Instruction A:
List every line in the rows below that contains the word "block".

Text excerpt:
* * * *

Re: [DISCUSS] FLIP-91: Support SQL Client Gateway

Shengkai Fang Thu, 28 Apr 2022 19:26:03 -0700

Hi Marijn and LuNing.

Thanks for your feedback!


> The FLIP is called "SQL Client Gateway", but isn't this a REST Gateway
which would be used by Flink's SQL Client (or other applications)?

Agreed. The FLIP mainly focus on the Gateway. I think it's better to rename
the name to the "Support SQL Gateway". WDYT?

> From a user perspective, I would have expected that we start with the
REST endpoint before explaining how we would integrate this into Flink. Now
it's quite hard to first understand what we want to offer to users and if
that will be sufficient for a first version.

emmm. Considering that api is basically the operation of some concepts, is
it better to introduce the core concepts first? But I agree you are right
that we should start with the RESt endpoint. I reorganize the content to
introduce the REST first in the public interfaces.

> With Flink 1.15, we're introducing an OpenAPI specification. Can we
also do this straight away for the REST Gateway?

Yes. We will organize the related APIs into OpenAPI specification.

>Should we introduce the REST Gateway as part of Flink's main repository?
>Wouldn't we be better off to maintain this in a separate repository under
>ASF?

I think it's better to intergate the Gateway into the Flink code base. The
reason behind is

1. The Gateway relies on the Flink implementation,  I think we'd better to
maintain it inside the Flink. It really takes us much time to upgrade the
sql-gateway in ververica repo to the latest Flink version.

2. The Gateway is important to the Flink itself. Many users needs the
Gateway to manage the Flink SQL jobs. Actually Hive, Spark both have its
Gateway in its code base.

But I think it's fine to put other utils, e.g. JDBC under the ASF.

> Ideally you would like to be able to support multiple Flink versions
> with one version of the REST Gateway I think?

> Users can upgrade a large number of Flink jobs versions gradually in a
Gateway service.

Because the Gateway itself relies on the Flink inner implementation...I
think we can just use one Gateway per versions. Users can manage the
gateway with other utils.

>There's no mention of Batch or Streaming in this concept. If I recall
>correctly, the current Flink SQL Gateway can only support Batch. How will
>we support Streaming?

* * * *

Instruction B:
Write out the stretch of the SQL Gateway discussion from "I think it's better to intergate" through "its code base." again, with "code base" swapped for "repository".

Dataset entries:
* * * *

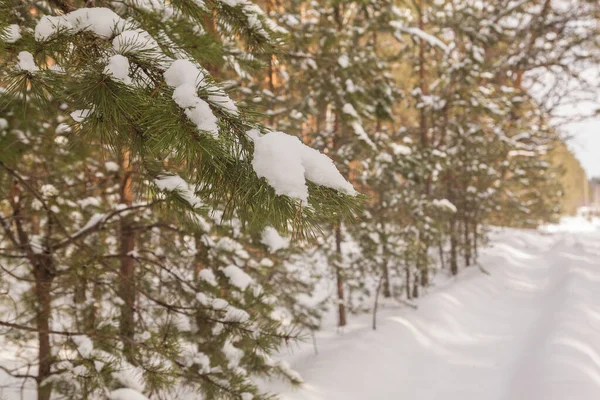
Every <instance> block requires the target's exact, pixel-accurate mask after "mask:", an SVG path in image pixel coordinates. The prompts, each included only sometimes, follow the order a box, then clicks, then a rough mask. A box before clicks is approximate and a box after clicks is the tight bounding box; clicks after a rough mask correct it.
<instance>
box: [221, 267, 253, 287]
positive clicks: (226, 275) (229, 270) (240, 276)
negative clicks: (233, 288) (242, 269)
mask: <svg viewBox="0 0 600 400" xmlns="http://www.w3.org/2000/svg"><path fill="white" fill-rule="evenodd" d="M221 272H223V274H224V275H225V276H226V277H227V278H228V279H229V281H230V282H231V284H232V285H233V286H235V287H237V288H239V289H240V290H246V289H247V288H248V286H250V285H252V284H254V279H252V277H250V275H248V274H247V273H245V272H244V271H242V269H241V268H240V267H238V266H236V265H229V266H227V267H225V268H221Z"/></svg>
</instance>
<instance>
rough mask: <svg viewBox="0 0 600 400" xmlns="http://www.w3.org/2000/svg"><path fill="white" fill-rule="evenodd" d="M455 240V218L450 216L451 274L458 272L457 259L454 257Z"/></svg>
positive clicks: (455, 233)
mask: <svg viewBox="0 0 600 400" xmlns="http://www.w3.org/2000/svg"><path fill="white" fill-rule="evenodd" d="M457 242H458V241H457V240H456V219H455V218H452V219H451V220H450V272H452V275H456V274H458V261H457V259H456V258H457V257H456V253H457V251H456V247H457Z"/></svg>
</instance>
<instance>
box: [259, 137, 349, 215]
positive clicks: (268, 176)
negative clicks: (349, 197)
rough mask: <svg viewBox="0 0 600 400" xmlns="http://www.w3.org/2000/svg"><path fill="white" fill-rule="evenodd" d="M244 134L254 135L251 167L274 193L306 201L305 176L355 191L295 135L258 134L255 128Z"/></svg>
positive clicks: (328, 165) (341, 176)
mask: <svg viewBox="0 0 600 400" xmlns="http://www.w3.org/2000/svg"><path fill="white" fill-rule="evenodd" d="M248 135H249V136H250V137H251V138H252V139H254V159H253V160H252V166H253V167H254V171H255V172H256V175H258V176H259V177H263V178H265V179H266V180H267V182H269V185H271V187H273V189H275V193H276V194H278V195H285V196H289V197H292V198H295V199H300V200H301V201H302V202H303V203H305V204H306V203H308V187H307V185H306V180H307V179H308V180H310V181H312V182H314V183H316V184H318V185H321V186H326V187H329V188H332V189H336V190H339V191H341V192H343V193H346V194H349V195H356V191H355V190H354V188H353V187H352V185H351V184H350V183H349V182H348V181H347V180H346V179H344V177H343V176H342V175H341V174H340V172H339V171H338V170H337V168H336V167H335V165H334V164H333V161H331V159H330V158H329V157H327V156H326V155H325V154H322V153H320V152H319V151H317V150H315V149H312V148H310V147H308V146H306V145H305V144H304V143H302V142H301V141H300V139H298V138H297V137H295V136H290V135H288V134H286V133H283V132H277V131H274V132H269V133H267V134H266V135H263V136H260V134H259V132H258V131H257V130H250V131H249V132H248Z"/></svg>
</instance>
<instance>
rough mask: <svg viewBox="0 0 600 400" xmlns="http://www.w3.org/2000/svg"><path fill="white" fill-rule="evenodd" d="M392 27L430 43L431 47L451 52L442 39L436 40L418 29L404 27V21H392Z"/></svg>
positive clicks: (449, 48)
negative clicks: (438, 48)
mask: <svg viewBox="0 0 600 400" xmlns="http://www.w3.org/2000/svg"><path fill="white" fill-rule="evenodd" d="M390 25H391V26H392V28H394V29H395V30H396V31H397V32H403V33H408V34H409V35H412V36H415V37H417V38H419V39H421V40H424V41H426V42H428V43H429V44H430V45H432V46H434V47H439V48H440V49H442V50H443V51H444V52H448V51H449V50H450V48H449V47H448V45H447V44H446V43H444V42H442V41H441V40H440V39H438V38H436V37H435V36H433V35H431V34H429V33H427V32H425V31H423V30H421V29H419V28H417V27H413V26H410V27H407V26H404V23H403V22H402V21H391V22H390Z"/></svg>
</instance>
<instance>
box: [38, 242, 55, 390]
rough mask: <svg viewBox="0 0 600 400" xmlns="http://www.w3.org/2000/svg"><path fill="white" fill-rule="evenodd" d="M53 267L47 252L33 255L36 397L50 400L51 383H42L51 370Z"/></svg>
mask: <svg viewBox="0 0 600 400" xmlns="http://www.w3.org/2000/svg"><path fill="white" fill-rule="evenodd" d="M54 276H55V268H54V263H53V260H52V257H51V256H50V255H49V254H43V255H38V256H35V262H34V277H35V299H36V302H37V306H38V309H37V314H36V328H37V331H38V361H39V367H38V376H37V389H38V390H37V392H38V394H37V399H38V400H50V396H51V394H52V385H51V384H44V381H45V380H46V379H47V378H49V377H50V374H51V370H52V363H53V359H52V352H51V349H50V333H49V332H50V316H51V307H52V292H51V290H52V280H53V279H54Z"/></svg>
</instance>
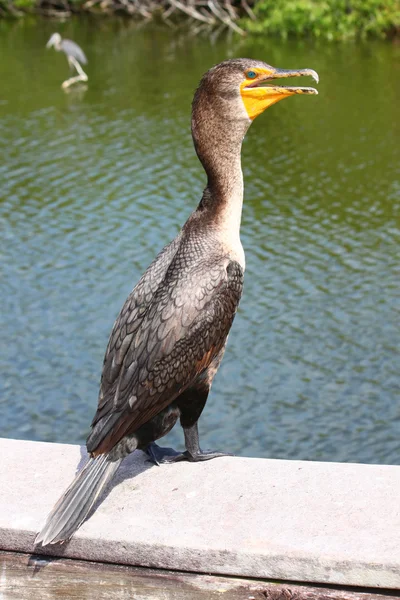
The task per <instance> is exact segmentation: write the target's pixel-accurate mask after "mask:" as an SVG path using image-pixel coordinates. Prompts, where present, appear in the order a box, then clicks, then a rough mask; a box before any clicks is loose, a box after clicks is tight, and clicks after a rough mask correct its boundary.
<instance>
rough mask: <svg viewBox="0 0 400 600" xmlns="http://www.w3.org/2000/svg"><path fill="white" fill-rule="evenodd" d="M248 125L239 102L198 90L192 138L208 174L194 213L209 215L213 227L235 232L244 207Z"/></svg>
mask: <svg viewBox="0 0 400 600" xmlns="http://www.w3.org/2000/svg"><path fill="white" fill-rule="evenodd" d="M232 111H233V112H234V113H237V111H239V114H232ZM250 123H251V121H250V119H249V118H248V115H247V113H246V111H245V109H244V106H243V108H242V106H241V102H240V103H236V102H232V101H231V99H230V98H224V97H222V96H216V95H212V94H208V93H207V90H204V89H202V87H201V86H200V87H199V89H198V90H197V92H196V95H195V98H194V101H193V111H192V136H193V142H194V146H195V149H196V152H197V156H198V157H199V160H200V162H201V164H202V165H203V167H204V170H205V172H206V174H207V187H206V188H205V190H204V193H203V197H202V199H201V202H200V204H199V206H198V209H197V210H198V211H202V212H203V211H205V212H207V213H209V214H210V216H211V218H212V220H213V221H214V223H215V224H219V225H221V226H222V225H225V226H226V227H233V228H235V229H237V231H238V230H239V227H240V220H241V214H242V204H243V175H242V167H241V149H242V141H243V138H244V136H245V134H246V131H247V129H248V127H249V125H250Z"/></svg>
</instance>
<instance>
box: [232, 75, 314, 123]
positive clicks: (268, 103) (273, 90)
mask: <svg viewBox="0 0 400 600" xmlns="http://www.w3.org/2000/svg"><path fill="white" fill-rule="evenodd" d="M305 76H308V77H312V78H313V79H314V81H315V82H316V83H318V82H319V77H318V73H316V71H314V70H313V69H295V70H292V69H275V68H274V67H270V69H265V71H264V72H258V76H257V78H256V79H254V80H250V81H245V82H243V84H242V85H241V90H240V92H241V96H242V99H243V102H244V105H245V108H246V111H247V114H248V116H249V117H250V119H252V120H253V119H254V118H255V117H257V116H258V115H259V114H261V113H262V112H263V111H264V110H265V109H266V108H268V107H269V106H272V104H275V103H276V102H279V101H280V100H283V99H284V98H287V97H288V96H293V95H295V94H309V95H315V94H318V92H317V90H316V89H315V88H313V87H300V86H287V85H276V84H275V82H274V80H275V79H283V78H289V77H305Z"/></svg>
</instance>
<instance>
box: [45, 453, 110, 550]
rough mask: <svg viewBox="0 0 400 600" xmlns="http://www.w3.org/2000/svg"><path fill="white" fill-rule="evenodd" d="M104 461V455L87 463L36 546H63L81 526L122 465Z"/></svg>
mask: <svg viewBox="0 0 400 600" xmlns="http://www.w3.org/2000/svg"><path fill="white" fill-rule="evenodd" d="M107 458H108V457H107V455H104V454H103V455H102V456H99V457H97V458H90V459H89V460H88V462H87V463H86V464H85V466H84V467H83V469H82V470H81V471H80V472H79V473H78V474H77V476H76V477H75V479H74V480H73V482H72V483H71V485H70V486H69V487H68V489H67V490H66V491H65V493H64V494H63V495H62V496H61V498H60V499H59V500H58V502H57V504H56V505H55V506H54V508H53V510H52V511H51V513H50V514H49V516H48V517H47V521H46V523H45V525H44V527H43V529H42V530H41V532H40V533H39V534H38V535H37V536H36V540H35V544H39V543H40V542H41V543H42V546H46V545H47V544H56V543H57V542H65V541H67V540H69V538H70V537H71V536H72V535H73V533H74V532H75V531H76V530H77V529H78V527H80V526H81V525H82V523H83V521H84V520H85V519H86V517H87V515H88V514H89V512H90V510H91V508H92V507H93V505H94V503H95V502H96V500H97V498H98V497H99V495H100V494H101V492H102V491H103V490H104V488H105V487H106V485H107V484H108V482H109V481H110V479H111V478H112V477H113V475H114V474H115V472H116V471H117V469H118V467H119V465H120V464H121V459H120V460H117V461H115V462H114V461H113V462H111V461H110V460H107Z"/></svg>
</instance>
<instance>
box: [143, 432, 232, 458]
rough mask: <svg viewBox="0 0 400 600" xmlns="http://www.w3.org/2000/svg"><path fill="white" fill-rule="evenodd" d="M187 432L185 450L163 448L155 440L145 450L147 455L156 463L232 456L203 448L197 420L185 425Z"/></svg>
mask: <svg viewBox="0 0 400 600" xmlns="http://www.w3.org/2000/svg"><path fill="white" fill-rule="evenodd" d="M183 431H184V434H185V446H186V451H185V452H177V451H176V450H174V449H173V448H162V447H161V446H158V445H157V444H156V443H155V442H152V443H151V444H149V445H148V446H147V447H146V449H145V452H146V454H147V456H149V458H150V459H151V460H152V461H153V462H154V463H155V464H156V465H160V464H164V463H174V462H181V461H183V460H187V461H189V462H200V461H203V460H211V459H212V458H217V457H218V456H232V454H230V453H229V452H216V451H215V450H202V449H201V448H200V444H199V431H198V428H197V422H196V423H195V424H194V425H193V426H192V427H184V429H183Z"/></svg>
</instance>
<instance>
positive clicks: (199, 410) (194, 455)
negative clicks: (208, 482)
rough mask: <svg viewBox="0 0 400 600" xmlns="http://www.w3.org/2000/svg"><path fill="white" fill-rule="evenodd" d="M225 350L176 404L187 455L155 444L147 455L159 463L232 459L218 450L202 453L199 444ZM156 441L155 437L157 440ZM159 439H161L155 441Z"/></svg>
mask: <svg viewBox="0 0 400 600" xmlns="http://www.w3.org/2000/svg"><path fill="white" fill-rule="evenodd" d="M223 351H224V349H222V350H221V352H220V353H219V354H218V355H217V356H216V357H215V359H214V361H213V362H212V363H211V365H210V366H209V367H208V369H207V370H206V371H205V372H204V373H203V374H202V375H201V376H200V377H199V378H198V379H197V380H196V381H195V382H194V384H193V385H192V386H191V387H190V388H188V389H186V390H185V391H184V392H182V394H181V395H180V396H178V398H177V399H176V400H175V403H176V405H177V407H178V408H179V411H180V415H181V418H180V421H181V425H182V427H183V432H184V434H185V446H186V452H177V451H176V450H173V449H172V448H161V447H160V446H157V444H156V443H154V442H152V443H150V444H149V445H148V446H146V449H145V452H146V454H147V455H148V456H149V457H150V459H151V460H152V461H153V462H154V463H155V464H156V465H159V464H161V463H174V462H180V461H182V460H187V461H189V462H199V461H203V460H210V459H212V458H217V457H218V456H232V454H229V453H228V452H216V451H214V450H202V449H201V448H200V443H199V430H198V428H197V423H198V420H199V418H200V415H201V413H202V412H203V408H204V406H205V404H206V402H207V397H208V393H209V391H210V387H211V382H212V380H213V378H214V375H215V373H216V371H217V369H218V366H219V364H220V362H221V359H222V355H223ZM153 439H154V438H153ZM155 439H157V438H155Z"/></svg>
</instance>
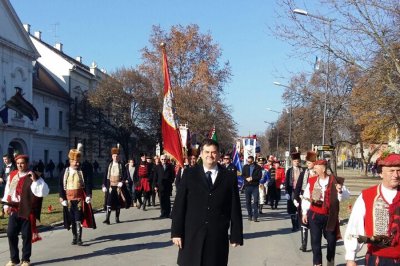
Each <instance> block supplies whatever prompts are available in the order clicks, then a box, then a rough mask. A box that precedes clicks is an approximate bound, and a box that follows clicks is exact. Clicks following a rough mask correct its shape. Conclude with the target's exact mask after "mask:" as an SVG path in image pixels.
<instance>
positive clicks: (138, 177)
mask: <svg viewBox="0 0 400 266" xmlns="http://www.w3.org/2000/svg"><path fill="white" fill-rule="evenodd" d="M135 170H136V171H137V174H136V175H135V177H136V183H135V190H136V198H137V200H138V202H139V203H138V205H137V208H138V209H140V208H141V207H143V210H144V211H145V210H146V204H147V202H148V201H149V200H150V193H151V184H150V174H151V169H150V165H149V164H148V163H147V162H146V161H140V163H139V165H138V167H136V169H135ZM142 196H143V200H142Z"/></svg>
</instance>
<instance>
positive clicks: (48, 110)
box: [44, 107, 49, 127]
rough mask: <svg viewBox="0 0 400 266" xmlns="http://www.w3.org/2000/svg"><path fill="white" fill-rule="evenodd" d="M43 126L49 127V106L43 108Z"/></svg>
mask: <svg viewBox="0 0 400 266" xmlns="http://www.w3.org/2000/svg"><path fill="white" fill-rule="evenodd" d="M44 126H45V127H49V108H48V107H45V108H44Z"/></svg>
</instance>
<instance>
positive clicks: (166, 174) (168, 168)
mask: <svg viewBox="0 0 400 266" xmlns="http://www.w3.org/2000/svg"><path fill="white" fill-rule="evenodd" d="M174 179H175V171H174V167H173V166H172V165H171V164H167V165H166V169H165V170H164V167H163V165H161V164H158V165H156V166H155V167H154V180H153V184H154V187H156V188H158V191H159V192H160V193H163V192H168V193H170V192H171V191H172V183H173V182H174Z"/></svg>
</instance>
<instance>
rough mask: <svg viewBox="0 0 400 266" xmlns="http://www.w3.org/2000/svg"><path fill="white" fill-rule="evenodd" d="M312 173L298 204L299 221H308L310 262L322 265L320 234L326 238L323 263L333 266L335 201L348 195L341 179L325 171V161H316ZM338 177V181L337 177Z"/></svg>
mask: <svg viewBox="0 0 400 266" xmlns="http://www.w3.org/2000/svg"><path fill="white" fill-rule="evenodd" d="M314 164H315V166H314V170H315V172H316V174H317V175H316V176H313V177H311V178H310V179H309V181H308V184H307V186H306V189H305V190H304V194H303V196H304V199H305V200H303V201H302V202H301V204H302V212H303V218H302V220H303V223H308V224H309V227H310V233H311V247H312V252H313V265H322V247H321V240H322V236H324V238H325V239H326V241H327V249H326V260H327V264H326V265H327V266H335V265H336V264H335V252H336V241H337V240H338V237H339V236H340V227H339V201H341V200H342V199H346V198H348V197H349V192H348V190H347V189H346V188H345V187H344V186H343V180H339V178H338V177H334V176H333V175H328V174H327V161H326V160H318V161H316V162H315V163H314ZM338 180H339V181H338Z"/></svg>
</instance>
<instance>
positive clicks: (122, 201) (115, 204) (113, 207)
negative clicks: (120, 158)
mask: <svg viewBox="0 0 400 266" xmlns="http://www.w3.org/2000/svg"><path fill="white" fill-rule="evenodd" d="M111 157H112V161H111V162H110V163H109V165H108V166H107V168H106V171H105V175H104V179H103V192H104V193H105V197H106V219H105V220H104V221H103V223H105V224H110V215H111V210H115V222H116V223H120V222H121V221H120V219H119V215H120V213H121V208H123V207H125V208H129V207H130V206H131V197H130V195H129V191H128V189H127V187H126V180H127V175H126V168H125V166H124V165H123V164H122V162H121V161H120V160H119V148H112V149H111Z"/></svg>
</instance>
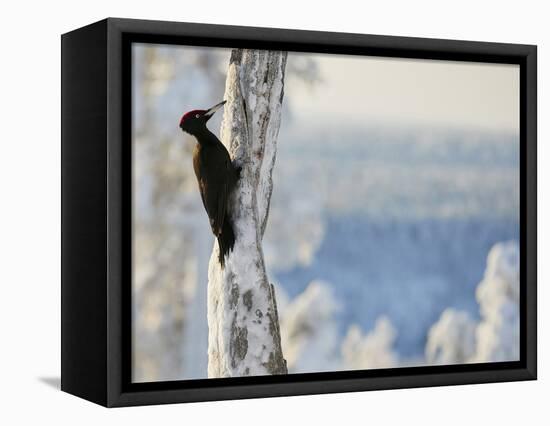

* * * *

Exercise result A:
Every <instance> block requires the target's exact, pixel-accurate mask after "mask:", an SVG path in image pixel coordinates. The prompts, each included only sometimes, follow the order a box, then clicks, then a rough mask. A box before clicks is approximate and a box after clicks is the tight bounding box; clicks after a rough mask correct it.
Each <instance> block supplies whatever prompts are available in the order clicks, then a box, then a rough mask. A box that precedes clicks is an approximate bound, and a box that follows clicks is exact. Clicks following a rough mask correct its shape. Conclude with the target's exact mask after "mask:" as an SVG path in image pixels.

Exercise result B:
I think it's better to intergate the Gateway into the Flink repository. The
reason behind is

1. The Gateway relies on the Flink implementation,  I think we'd better to
maintain it inside the Flink. It really takes us much time to upgrade the
sql-gateway in ververica repo to the latest Flink version.

2. The Gateway is important to the Flink itself. Many users needs the
Gateway to manage the Flink SQL jobs. Actually Hive, Spark both have its
Gateway in its repository.